§ What you have to do: How many lines in the data below contain the string "green"? Case matters. Reply with the number alone.

[Dataset items]
---+---

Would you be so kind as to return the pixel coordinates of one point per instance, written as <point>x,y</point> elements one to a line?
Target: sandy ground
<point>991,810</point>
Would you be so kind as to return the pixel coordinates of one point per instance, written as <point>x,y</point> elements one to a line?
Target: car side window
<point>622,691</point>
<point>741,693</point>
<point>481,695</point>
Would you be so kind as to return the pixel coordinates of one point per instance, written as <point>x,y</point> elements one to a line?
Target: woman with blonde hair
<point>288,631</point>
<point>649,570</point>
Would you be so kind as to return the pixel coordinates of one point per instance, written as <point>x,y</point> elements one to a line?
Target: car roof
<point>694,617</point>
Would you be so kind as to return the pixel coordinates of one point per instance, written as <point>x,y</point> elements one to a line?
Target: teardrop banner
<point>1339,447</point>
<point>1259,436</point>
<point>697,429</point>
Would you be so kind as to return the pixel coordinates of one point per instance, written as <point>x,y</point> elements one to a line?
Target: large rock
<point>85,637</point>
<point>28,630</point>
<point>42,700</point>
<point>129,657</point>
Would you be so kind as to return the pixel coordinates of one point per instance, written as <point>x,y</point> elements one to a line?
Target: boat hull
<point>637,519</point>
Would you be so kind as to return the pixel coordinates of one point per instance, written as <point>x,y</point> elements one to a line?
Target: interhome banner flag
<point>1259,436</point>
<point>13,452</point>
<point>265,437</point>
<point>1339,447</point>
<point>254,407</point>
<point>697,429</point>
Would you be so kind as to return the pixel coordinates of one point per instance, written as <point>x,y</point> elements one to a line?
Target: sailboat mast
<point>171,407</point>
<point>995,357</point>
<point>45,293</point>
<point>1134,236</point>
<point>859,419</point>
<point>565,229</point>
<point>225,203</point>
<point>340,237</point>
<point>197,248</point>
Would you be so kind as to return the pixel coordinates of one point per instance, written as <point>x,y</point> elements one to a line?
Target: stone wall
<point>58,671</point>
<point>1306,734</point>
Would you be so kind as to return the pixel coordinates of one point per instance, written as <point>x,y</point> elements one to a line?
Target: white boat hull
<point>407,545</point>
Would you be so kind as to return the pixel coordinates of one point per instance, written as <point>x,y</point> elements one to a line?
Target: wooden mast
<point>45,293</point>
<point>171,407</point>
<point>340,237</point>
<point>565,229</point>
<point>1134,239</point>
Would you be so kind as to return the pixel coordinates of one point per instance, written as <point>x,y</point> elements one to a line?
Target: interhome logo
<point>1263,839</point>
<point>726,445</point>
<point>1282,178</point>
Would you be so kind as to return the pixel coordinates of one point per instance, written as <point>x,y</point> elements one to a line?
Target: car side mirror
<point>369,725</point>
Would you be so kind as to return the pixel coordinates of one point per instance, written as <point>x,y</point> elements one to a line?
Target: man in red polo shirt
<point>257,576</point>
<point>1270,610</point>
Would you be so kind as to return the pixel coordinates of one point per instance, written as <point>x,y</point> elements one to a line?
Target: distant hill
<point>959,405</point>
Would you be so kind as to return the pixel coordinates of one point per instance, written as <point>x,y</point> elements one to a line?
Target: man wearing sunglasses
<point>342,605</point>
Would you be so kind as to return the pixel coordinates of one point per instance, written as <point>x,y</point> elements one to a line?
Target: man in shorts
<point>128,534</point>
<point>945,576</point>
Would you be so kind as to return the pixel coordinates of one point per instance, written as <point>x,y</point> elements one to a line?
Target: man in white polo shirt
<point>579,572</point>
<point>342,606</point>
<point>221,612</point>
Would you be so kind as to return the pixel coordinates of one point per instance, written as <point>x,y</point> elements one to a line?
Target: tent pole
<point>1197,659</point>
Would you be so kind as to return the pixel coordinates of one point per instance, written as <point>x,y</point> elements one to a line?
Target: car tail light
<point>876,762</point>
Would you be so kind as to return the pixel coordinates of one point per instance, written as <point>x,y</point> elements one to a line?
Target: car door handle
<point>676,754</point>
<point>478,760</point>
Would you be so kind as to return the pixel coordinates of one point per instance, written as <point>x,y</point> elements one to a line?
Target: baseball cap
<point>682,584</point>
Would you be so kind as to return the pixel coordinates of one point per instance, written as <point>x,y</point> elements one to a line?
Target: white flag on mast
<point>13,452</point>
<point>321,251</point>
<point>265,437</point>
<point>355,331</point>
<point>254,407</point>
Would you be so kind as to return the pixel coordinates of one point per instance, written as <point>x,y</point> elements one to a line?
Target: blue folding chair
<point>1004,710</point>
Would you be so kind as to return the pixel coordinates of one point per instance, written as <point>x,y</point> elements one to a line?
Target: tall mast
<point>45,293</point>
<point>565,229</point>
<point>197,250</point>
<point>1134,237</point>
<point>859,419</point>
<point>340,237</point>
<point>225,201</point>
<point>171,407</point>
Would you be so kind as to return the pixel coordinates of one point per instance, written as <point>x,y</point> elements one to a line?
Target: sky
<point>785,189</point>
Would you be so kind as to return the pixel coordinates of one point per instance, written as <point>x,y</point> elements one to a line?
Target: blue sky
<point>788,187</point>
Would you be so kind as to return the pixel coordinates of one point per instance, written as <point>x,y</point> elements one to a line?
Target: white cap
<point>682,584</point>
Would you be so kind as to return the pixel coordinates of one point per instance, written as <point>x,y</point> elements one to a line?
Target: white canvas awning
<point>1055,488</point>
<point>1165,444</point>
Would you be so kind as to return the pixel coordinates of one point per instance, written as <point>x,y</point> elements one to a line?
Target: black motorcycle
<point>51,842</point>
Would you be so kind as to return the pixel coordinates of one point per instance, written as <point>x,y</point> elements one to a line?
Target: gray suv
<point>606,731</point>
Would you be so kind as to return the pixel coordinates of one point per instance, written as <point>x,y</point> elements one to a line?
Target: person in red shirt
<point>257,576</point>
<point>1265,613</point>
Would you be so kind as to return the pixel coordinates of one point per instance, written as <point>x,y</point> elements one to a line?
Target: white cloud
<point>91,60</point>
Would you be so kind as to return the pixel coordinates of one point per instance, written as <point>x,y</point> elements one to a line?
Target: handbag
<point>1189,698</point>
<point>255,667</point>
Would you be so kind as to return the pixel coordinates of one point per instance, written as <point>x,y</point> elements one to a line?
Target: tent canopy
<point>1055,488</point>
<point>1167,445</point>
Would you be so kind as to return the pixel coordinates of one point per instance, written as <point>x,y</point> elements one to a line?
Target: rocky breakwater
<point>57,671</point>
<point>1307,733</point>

---+---

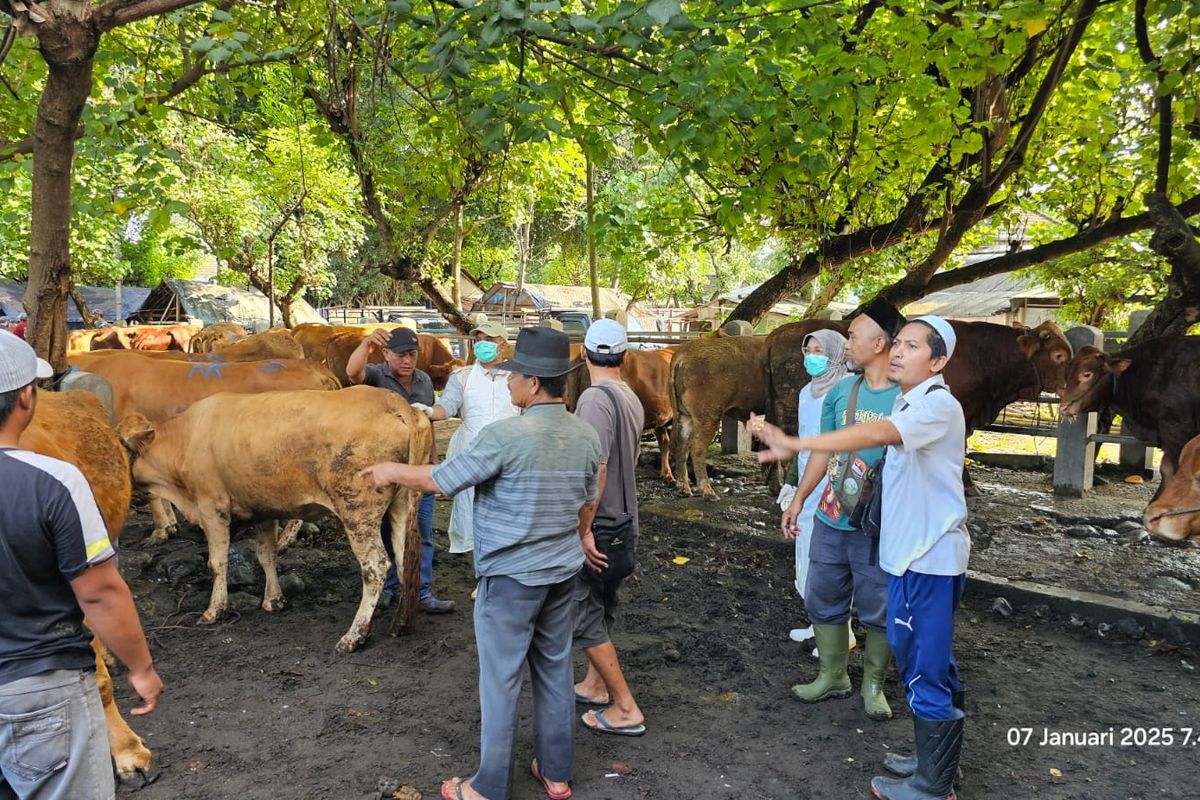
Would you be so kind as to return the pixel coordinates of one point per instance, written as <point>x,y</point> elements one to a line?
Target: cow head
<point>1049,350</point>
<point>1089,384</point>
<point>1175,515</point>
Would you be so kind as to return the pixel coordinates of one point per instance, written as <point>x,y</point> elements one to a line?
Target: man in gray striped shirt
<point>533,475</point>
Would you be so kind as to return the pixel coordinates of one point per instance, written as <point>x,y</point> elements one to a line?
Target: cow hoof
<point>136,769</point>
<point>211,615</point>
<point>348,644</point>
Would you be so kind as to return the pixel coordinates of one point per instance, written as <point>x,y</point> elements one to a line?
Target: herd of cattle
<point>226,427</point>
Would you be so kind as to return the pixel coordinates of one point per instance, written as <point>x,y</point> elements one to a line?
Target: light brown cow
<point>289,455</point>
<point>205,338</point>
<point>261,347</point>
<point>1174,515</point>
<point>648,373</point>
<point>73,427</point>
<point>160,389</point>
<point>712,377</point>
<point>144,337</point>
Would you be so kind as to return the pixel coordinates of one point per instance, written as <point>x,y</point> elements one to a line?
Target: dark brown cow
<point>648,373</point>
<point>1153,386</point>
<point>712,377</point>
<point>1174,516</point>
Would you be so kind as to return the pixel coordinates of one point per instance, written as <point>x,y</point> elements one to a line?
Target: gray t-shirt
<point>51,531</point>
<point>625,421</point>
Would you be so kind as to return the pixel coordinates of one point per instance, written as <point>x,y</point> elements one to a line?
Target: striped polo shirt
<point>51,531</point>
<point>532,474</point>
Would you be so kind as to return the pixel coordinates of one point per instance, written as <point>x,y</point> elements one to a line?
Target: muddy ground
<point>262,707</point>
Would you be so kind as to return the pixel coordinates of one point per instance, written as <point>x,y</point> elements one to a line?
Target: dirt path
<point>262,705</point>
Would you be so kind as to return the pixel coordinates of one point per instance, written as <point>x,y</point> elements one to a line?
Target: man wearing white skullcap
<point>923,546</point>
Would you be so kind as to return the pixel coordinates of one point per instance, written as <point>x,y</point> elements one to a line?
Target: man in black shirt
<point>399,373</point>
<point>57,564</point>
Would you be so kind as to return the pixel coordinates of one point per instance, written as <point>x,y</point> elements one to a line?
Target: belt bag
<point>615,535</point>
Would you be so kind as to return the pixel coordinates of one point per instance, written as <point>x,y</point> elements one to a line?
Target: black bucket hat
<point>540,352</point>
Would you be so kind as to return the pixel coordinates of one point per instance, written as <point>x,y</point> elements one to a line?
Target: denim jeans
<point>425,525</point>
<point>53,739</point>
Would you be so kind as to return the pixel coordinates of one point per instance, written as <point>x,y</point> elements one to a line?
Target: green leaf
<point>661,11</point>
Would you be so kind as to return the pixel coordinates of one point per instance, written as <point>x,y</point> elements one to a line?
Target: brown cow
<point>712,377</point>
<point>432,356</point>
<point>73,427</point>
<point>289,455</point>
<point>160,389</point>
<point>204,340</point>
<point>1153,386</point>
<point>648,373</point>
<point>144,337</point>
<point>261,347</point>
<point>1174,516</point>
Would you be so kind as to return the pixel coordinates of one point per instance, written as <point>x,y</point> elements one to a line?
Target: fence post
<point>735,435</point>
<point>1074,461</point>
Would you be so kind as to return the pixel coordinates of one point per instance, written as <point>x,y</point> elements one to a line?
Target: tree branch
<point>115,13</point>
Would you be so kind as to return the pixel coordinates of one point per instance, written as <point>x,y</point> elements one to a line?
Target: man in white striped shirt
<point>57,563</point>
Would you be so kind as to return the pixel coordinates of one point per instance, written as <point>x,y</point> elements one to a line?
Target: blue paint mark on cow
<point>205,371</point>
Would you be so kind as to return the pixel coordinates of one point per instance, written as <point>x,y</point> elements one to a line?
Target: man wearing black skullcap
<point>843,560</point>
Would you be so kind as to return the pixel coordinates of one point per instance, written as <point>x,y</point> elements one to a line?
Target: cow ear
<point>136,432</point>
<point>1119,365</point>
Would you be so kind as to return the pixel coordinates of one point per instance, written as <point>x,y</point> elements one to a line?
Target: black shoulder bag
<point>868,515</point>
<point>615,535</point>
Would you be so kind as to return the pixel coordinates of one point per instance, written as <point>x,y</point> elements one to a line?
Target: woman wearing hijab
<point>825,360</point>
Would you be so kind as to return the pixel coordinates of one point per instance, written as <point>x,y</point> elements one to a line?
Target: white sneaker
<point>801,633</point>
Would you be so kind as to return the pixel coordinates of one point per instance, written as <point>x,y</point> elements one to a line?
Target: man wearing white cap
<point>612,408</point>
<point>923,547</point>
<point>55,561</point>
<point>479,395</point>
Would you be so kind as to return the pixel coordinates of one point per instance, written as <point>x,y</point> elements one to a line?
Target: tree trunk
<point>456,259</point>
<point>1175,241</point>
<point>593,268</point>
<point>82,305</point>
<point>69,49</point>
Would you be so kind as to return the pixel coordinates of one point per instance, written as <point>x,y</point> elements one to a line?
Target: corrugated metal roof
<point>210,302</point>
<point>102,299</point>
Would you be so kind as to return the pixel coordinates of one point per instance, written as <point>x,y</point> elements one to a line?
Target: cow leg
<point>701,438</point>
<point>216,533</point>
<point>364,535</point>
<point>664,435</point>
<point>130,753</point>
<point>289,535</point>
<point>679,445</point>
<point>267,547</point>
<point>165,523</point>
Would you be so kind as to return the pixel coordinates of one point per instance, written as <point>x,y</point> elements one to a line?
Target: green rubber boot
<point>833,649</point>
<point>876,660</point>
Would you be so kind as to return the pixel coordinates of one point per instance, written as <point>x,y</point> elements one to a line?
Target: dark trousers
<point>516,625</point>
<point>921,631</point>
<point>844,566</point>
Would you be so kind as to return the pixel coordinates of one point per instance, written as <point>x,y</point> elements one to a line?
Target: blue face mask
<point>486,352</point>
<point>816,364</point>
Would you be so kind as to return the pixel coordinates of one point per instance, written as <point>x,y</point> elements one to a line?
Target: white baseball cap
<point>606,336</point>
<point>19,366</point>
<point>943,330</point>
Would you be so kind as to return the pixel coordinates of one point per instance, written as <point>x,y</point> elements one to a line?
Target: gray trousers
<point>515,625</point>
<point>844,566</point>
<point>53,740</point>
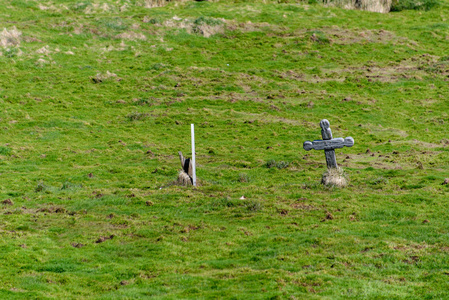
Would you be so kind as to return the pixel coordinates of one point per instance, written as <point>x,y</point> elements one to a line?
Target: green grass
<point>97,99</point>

---+---

§ Completed exercise: 3